- [Your instructions] Change each "bounding boxes" in the listing below to "box coordinates", keeping every other line and character unchanged.

━━━━━ Data shown ━━━━━

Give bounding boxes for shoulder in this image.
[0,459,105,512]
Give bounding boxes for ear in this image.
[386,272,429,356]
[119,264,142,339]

━━━━━

- [Task result]
Give box coordinates for shoulder in this image.
[0,459,105,512]
Give box coordinates for ear in this image.
[386,272,429,356]
[119,264,142,339]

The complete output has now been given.